*Provided data*:
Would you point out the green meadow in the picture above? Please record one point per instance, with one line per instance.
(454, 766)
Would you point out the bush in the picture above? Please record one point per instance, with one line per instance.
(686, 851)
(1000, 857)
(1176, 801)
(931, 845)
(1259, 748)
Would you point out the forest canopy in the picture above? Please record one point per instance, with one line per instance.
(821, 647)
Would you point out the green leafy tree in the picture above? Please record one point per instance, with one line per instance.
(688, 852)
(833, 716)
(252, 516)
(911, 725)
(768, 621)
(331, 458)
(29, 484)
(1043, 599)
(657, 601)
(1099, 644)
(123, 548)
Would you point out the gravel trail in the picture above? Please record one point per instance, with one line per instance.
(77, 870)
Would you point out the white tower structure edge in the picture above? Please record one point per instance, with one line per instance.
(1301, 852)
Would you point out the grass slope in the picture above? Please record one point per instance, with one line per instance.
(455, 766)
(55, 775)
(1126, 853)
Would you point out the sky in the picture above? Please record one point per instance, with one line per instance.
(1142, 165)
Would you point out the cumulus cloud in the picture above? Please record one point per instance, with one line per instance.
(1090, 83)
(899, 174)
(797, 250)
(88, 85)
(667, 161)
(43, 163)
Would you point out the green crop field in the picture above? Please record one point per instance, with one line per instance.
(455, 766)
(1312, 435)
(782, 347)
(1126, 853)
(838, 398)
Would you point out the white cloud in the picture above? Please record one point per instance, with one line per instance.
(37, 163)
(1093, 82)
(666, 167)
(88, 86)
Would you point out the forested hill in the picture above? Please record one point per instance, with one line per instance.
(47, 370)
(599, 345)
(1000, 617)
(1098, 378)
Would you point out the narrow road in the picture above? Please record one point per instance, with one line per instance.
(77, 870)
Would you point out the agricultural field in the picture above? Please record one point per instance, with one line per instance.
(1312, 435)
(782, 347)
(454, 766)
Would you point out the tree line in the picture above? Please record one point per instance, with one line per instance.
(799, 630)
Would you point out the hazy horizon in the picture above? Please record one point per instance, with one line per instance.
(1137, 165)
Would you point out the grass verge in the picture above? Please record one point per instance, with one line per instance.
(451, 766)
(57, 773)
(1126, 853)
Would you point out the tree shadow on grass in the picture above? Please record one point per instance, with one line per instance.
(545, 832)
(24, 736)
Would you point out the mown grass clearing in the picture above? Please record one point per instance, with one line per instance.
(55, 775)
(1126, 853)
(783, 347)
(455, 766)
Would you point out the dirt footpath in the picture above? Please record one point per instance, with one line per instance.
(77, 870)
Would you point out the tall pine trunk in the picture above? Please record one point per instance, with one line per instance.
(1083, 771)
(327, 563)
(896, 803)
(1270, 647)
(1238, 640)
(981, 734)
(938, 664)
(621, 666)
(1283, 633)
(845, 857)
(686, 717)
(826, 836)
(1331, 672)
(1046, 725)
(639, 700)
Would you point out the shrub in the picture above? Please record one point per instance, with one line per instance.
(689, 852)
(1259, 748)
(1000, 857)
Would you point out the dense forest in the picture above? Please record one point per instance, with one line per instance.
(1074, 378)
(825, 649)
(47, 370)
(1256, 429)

*What needs to be done*: Lay out the entries above as a JSON list of strings, one string per line and with blank lines omitted, from the line with "Would you point out the forest canopy" up to and including the line with "(1142, 165)".

*Full response*:
[
  "Would you point out the forest canopy in the picture above? Please record one point per instance, with one line per instance.",
  "(821, 647)",
  "Would you point out the green leafy tree in the picture above? Please record one point per instance, with one line per instance.",
  "(688, 852)",
  "(833, 716)",
  "(252, 516)",
  "(911, 725)",
  "(768, 621)",
  "(331, 458)",
  "(29, 484)",
  "(1043, 599)",
  "(657, 601)",
  "(1099, 644)",
  "(123, 548)",
  "Would you point out the gravel trail in the picture above? Please record one point per instance, with one line per instance.",
  "(77, 870)",
  "Would you point out the white tower structure edge in the picture above? Please record one point per instance, with one line per instance.",
  "(1301, 852)",
  "Would you point out the grass slope in the picture above? Please record one point per instance, with one line per instance.",
  "(455, 766)",
  "(55, 775)",
  "(1126, 853)",
  "Would you point out the sky in the picture above? Please record one point per instance, with one line per instance.",
  "(1142, 165)"
]